Imagine repeatedly lifting 165 times your weight without breaking a sweat — a feat normally reserved for heroes like Spider-Man.

Rutgers University-New Brunswick engineers have discovered a simple, economical way to make a nano-sized device that can match the friendly neighborhood Avenger, on a much smaller scale. Their creation weighs 1.6 milligrams (about as much as five poppy seeds) and can lift 265 milligrams (the weight of about 825 poppy seeds) hundreds of times in a row.

Its strength comes from a process of inserting and removing ions between very thin sheets of molybdenum disulfide (MoS2), an inorganic crystalline mineral compound. It’s a new type of actuator – devices that work like muscles and convert electrical energy to mechanical energy.

The Rutgers discovery — elegantly called an “inverted-series-connected (ISC) biomorph actuation device” — is described in a study published online today in the journal Nature.

[Dataset entries]
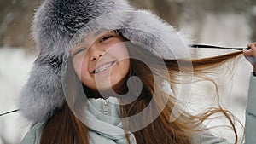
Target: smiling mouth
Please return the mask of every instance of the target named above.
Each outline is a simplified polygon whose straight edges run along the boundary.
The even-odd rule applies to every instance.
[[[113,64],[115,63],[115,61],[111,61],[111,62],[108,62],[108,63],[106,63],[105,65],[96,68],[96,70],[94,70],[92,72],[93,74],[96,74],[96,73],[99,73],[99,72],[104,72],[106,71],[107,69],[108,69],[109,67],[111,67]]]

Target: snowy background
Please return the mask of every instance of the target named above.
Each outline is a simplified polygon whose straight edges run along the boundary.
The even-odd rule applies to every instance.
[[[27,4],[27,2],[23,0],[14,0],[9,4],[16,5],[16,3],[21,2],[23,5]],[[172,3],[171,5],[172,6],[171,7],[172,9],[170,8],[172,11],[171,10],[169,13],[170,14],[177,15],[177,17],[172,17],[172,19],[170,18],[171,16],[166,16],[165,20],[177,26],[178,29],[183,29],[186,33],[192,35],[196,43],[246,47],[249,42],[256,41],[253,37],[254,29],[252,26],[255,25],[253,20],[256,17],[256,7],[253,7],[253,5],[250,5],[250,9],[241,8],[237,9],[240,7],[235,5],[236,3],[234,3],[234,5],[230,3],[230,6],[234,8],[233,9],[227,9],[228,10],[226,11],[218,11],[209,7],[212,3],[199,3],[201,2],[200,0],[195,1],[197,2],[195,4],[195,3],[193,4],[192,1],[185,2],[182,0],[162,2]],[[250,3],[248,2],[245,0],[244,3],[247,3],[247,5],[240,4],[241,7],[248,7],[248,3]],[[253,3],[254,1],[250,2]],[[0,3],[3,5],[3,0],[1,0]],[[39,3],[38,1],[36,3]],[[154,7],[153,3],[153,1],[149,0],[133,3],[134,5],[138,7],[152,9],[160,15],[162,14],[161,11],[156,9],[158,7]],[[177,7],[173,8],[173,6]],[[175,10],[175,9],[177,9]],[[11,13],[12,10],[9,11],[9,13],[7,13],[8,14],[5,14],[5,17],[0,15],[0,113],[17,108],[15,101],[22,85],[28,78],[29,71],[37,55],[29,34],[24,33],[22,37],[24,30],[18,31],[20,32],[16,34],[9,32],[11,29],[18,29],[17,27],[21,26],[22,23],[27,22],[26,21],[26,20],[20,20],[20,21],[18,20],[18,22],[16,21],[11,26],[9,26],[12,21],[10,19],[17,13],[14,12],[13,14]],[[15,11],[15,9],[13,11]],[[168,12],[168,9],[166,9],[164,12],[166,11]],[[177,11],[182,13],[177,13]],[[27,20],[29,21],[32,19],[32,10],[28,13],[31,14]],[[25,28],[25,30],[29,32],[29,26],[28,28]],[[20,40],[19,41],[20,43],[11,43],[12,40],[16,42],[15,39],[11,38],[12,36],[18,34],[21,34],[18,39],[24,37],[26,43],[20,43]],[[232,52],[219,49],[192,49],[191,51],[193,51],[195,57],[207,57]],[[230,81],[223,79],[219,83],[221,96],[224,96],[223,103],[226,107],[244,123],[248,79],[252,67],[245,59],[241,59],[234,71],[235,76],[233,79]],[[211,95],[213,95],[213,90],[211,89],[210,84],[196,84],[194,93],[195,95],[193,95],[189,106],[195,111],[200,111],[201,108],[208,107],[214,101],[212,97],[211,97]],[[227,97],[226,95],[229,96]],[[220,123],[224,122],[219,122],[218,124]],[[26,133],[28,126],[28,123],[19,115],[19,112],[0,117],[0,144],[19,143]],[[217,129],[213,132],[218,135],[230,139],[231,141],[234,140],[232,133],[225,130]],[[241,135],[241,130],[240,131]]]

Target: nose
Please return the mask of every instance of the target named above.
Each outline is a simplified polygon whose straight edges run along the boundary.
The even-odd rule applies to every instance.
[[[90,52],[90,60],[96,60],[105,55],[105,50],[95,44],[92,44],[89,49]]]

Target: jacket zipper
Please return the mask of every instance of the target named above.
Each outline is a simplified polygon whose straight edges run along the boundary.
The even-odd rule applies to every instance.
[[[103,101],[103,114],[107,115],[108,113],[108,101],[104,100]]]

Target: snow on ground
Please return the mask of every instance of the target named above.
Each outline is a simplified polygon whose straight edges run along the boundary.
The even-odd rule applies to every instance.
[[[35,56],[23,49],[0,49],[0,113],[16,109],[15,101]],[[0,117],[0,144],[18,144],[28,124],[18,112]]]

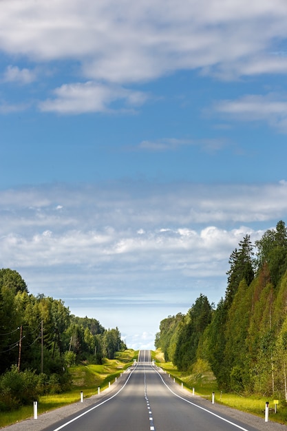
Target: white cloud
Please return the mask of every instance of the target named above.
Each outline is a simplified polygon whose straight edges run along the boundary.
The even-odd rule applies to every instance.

Required actions
1 - From the passage on the nano-sized actuator, repeat the portion starting with "Rutgers University-New Brunswick" and going on through "to mechanical energy.".
2 - Update the records starting with the line with "Target: white cloud" and going on through the end of the records, replacing "even-odd rule" with "nonzero winding rule" and leaving all else unchanged. Give only those lines.

Answers for the exercise
1 -
Rutgers University-New Brunswick engineers have discovered a simple, economical way to make a nano-sized device that can match the friendly neighborhood Avenger, on a much smaller scale. Their creation weighs 1.6 milligrams (about as much as five poppy seeds) and can lift 265 milligrams (the weight of about 825 poppy seeds) hundreds of times in a row.

Its strength comes from a process of inserting and removing ions between very thin sheets of molybdenum disulfide (MoS2), an inorganic crystalline mineral compound. It’s a new type of actuator – devices that work like muscles and convert electrical energy to mechanical energy.

2 -
Target: white cloud
Please return the mask of every instance of the target named above.
Each outline is a simplified polygon whose straight edges run along the boundary.
The nonzero winding rule applies to every instance.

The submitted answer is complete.